* PROBLEM STATEMENT *
Output the line containing "Objective — one point per instance of the truck windshield", then every remaining line of the entries below, exactly as written and with no other text.

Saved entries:
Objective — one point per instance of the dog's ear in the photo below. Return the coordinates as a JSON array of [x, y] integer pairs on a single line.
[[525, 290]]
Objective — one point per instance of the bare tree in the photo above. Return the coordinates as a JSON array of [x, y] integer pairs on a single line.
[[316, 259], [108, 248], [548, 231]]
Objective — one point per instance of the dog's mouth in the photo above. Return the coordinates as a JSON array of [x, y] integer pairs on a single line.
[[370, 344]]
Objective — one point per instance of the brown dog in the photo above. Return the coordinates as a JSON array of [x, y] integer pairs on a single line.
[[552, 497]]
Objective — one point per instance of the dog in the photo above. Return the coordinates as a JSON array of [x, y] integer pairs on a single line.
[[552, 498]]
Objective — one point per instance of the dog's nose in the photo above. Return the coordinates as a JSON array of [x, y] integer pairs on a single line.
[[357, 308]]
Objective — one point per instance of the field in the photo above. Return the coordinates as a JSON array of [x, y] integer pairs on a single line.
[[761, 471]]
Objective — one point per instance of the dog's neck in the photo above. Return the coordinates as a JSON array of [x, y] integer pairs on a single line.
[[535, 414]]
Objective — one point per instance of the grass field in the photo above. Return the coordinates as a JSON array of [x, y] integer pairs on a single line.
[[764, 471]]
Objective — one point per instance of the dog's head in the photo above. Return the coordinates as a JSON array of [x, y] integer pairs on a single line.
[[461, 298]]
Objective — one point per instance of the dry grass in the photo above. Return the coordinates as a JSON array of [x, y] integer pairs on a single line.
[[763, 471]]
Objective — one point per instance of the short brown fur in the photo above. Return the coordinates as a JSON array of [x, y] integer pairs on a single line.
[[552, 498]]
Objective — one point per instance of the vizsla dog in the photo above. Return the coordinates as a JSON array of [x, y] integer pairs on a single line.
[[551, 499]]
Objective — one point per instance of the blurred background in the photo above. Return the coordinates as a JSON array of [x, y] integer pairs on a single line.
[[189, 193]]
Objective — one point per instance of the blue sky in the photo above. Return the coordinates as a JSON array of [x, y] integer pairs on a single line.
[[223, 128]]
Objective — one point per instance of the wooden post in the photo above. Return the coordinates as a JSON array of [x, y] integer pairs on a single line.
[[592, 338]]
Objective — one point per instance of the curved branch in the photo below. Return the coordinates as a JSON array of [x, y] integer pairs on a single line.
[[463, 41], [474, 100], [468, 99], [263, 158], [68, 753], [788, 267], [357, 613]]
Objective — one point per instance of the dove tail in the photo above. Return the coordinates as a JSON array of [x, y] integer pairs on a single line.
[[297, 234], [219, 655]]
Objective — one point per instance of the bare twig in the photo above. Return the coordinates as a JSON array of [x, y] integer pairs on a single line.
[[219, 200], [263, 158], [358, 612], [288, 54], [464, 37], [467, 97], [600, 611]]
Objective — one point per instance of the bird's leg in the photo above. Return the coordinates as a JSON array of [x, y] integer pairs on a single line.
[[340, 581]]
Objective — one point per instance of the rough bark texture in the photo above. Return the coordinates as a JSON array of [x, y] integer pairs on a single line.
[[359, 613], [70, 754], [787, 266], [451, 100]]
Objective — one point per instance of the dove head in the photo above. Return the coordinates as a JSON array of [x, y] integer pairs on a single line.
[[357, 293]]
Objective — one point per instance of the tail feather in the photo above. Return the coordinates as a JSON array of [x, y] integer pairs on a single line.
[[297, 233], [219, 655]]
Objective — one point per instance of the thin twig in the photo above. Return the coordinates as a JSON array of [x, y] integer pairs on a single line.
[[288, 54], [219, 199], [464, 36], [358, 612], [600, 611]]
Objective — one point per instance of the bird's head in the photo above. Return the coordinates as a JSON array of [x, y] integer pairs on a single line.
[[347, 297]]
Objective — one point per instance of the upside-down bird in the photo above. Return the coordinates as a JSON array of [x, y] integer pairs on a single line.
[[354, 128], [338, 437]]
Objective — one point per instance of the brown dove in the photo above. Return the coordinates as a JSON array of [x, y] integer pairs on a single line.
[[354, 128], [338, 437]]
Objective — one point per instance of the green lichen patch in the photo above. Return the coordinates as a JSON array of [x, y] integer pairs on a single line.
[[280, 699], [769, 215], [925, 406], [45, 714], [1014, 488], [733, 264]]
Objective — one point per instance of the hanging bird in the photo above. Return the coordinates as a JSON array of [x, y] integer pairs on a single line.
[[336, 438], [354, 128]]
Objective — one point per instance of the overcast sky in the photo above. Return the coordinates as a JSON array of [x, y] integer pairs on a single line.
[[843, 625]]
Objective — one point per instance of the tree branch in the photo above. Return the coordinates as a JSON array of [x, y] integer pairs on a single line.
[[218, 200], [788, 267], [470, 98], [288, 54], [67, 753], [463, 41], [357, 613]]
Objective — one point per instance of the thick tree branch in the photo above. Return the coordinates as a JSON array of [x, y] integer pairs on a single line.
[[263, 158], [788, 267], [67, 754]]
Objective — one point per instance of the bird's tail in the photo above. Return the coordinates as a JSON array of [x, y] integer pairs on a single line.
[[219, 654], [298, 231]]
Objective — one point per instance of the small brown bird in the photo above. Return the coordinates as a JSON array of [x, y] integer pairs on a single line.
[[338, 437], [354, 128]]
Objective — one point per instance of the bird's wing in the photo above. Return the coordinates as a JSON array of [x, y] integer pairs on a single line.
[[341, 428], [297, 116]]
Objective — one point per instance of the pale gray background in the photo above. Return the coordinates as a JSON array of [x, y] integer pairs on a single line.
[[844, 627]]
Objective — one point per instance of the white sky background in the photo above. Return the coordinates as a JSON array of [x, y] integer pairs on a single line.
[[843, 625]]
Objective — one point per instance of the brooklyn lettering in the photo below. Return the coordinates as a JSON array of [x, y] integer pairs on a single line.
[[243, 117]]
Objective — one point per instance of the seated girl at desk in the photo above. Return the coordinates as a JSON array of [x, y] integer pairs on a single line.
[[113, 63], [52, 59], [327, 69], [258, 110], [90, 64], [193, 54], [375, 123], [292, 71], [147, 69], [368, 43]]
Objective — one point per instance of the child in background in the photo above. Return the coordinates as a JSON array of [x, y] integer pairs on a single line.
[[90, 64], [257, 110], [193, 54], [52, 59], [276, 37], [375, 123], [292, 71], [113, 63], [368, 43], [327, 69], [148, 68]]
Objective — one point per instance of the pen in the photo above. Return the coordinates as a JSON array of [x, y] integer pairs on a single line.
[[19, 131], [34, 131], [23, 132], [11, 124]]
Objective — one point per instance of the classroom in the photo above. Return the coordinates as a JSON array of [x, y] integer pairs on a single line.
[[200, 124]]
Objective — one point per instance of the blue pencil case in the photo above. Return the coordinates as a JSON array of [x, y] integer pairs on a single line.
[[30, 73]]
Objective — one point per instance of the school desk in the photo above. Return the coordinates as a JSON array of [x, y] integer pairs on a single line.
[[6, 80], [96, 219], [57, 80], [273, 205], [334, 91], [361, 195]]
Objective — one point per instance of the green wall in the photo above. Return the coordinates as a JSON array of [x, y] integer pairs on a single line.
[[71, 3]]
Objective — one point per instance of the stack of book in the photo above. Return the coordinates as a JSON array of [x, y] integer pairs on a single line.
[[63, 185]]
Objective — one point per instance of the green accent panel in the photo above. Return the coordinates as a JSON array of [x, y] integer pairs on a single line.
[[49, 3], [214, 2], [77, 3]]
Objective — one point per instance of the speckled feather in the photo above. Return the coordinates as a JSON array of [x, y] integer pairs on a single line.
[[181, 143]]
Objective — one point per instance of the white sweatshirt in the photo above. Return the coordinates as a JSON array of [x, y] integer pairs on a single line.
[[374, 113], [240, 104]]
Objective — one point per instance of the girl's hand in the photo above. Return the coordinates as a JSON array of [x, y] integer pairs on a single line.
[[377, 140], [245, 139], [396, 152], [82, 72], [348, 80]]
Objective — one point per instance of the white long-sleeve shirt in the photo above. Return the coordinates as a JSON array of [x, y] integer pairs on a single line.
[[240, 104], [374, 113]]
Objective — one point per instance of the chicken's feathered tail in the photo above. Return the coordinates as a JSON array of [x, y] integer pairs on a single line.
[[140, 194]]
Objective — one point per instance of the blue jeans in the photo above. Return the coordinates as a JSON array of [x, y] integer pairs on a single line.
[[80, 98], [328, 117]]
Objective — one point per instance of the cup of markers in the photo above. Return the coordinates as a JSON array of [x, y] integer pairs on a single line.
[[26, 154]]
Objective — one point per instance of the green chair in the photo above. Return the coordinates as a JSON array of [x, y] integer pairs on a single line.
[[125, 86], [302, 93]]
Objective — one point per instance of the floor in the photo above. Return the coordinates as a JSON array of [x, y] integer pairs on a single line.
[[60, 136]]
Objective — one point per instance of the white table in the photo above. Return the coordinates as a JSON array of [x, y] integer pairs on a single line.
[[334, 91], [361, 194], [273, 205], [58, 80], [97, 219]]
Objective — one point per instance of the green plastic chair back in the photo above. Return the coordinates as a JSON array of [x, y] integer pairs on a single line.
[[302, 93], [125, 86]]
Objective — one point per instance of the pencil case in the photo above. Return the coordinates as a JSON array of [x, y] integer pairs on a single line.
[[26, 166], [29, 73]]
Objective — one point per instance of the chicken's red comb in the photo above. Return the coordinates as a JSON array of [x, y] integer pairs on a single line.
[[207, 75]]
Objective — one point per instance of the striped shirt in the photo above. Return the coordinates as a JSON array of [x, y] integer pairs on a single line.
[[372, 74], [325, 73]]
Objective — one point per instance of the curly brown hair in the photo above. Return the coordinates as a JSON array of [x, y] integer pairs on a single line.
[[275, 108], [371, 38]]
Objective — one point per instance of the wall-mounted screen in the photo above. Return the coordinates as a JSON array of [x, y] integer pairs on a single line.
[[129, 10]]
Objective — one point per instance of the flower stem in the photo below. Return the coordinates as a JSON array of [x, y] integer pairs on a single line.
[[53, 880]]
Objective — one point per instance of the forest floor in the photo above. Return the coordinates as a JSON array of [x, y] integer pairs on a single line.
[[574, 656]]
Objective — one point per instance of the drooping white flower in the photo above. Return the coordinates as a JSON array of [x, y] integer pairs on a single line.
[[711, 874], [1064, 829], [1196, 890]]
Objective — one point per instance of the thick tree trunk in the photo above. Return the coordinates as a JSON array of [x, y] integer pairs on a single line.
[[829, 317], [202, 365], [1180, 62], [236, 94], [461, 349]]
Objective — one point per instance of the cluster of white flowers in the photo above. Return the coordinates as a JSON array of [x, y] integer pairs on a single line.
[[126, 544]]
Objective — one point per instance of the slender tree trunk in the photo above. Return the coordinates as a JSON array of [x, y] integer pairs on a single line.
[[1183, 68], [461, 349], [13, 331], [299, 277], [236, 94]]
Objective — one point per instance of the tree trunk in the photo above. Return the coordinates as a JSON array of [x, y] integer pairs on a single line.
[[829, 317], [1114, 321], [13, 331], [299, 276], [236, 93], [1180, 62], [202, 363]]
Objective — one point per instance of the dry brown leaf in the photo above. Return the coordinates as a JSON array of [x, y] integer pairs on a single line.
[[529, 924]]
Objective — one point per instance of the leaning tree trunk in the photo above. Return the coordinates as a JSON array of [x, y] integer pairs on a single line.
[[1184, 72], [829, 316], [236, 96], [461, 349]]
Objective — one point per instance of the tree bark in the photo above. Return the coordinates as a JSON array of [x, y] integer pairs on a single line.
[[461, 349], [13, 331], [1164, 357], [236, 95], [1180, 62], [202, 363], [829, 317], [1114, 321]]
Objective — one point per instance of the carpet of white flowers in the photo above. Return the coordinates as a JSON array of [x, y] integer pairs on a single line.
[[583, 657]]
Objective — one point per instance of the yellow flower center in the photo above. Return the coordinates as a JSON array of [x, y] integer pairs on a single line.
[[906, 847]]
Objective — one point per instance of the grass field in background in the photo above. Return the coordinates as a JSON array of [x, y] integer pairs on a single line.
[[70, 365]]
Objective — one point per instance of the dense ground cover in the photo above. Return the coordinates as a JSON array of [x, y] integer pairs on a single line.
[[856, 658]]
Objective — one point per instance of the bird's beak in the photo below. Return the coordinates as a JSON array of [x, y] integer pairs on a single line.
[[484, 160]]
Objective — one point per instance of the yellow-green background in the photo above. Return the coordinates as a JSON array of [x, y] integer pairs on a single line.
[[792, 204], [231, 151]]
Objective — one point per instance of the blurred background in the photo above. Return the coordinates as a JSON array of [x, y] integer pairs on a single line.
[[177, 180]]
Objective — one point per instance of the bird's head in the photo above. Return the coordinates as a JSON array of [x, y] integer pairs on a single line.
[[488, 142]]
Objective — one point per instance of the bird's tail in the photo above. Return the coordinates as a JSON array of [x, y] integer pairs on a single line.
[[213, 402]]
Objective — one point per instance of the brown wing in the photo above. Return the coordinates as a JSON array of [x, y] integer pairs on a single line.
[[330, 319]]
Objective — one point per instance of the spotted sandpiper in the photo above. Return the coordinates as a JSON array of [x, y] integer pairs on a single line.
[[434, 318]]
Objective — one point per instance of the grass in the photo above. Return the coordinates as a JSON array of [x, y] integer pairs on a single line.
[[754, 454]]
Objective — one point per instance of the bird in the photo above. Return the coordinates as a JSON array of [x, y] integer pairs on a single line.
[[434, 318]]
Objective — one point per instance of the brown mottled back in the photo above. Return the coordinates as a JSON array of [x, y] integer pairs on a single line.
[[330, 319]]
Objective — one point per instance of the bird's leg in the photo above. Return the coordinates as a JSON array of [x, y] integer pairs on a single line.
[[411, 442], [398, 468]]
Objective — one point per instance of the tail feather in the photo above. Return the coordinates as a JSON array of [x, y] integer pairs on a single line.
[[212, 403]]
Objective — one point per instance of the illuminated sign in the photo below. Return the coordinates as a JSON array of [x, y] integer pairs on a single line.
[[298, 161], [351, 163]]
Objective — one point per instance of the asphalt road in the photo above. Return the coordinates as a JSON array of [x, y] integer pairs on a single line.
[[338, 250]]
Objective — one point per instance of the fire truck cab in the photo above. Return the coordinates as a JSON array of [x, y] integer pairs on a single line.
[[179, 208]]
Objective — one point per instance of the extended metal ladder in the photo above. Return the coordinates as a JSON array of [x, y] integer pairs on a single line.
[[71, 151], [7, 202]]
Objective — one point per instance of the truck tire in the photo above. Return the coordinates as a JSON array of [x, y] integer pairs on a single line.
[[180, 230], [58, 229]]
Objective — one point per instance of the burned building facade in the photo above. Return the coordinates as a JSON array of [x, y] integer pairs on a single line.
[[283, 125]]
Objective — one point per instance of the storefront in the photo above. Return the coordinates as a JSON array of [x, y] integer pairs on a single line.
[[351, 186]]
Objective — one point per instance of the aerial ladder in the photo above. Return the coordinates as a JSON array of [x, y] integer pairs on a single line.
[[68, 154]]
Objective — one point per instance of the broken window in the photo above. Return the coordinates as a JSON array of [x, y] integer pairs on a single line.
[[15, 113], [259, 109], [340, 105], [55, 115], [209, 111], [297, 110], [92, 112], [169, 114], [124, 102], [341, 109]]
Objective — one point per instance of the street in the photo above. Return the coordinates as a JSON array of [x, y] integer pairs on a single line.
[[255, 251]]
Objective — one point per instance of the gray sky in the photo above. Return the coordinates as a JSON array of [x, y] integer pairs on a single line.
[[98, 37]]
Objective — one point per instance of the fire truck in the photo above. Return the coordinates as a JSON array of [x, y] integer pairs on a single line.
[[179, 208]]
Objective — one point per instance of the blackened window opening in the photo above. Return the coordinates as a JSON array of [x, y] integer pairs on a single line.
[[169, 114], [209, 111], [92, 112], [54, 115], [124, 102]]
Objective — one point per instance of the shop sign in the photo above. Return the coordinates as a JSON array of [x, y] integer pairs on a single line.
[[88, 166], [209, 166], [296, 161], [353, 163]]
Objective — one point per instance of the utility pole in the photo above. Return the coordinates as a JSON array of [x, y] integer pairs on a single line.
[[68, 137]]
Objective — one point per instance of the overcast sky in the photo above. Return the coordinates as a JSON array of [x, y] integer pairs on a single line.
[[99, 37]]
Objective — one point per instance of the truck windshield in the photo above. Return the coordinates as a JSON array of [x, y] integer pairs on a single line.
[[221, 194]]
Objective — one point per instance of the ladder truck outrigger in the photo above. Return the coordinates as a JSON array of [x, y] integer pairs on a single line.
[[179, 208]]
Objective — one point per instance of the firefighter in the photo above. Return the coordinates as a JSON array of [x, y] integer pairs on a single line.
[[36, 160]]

* ANSWER SECTION *
Objective — one point per instance of the truck windshield in the photo above. Return the coordinates as a JSON array of [x, y] integer pairs on a single line.
[[221, 194]]
Objective — one point per instance of the ladder truck outrigger in the photo above. Return the coordinates as a JSON array of [x, y] integer pairs on a single line.
[[179, 208]]
Objective — one point per instance of the firefighter in the photo above. Return the coordinates as a JSON array of [x, y] integer pairs on a single line.
[[36, 160]]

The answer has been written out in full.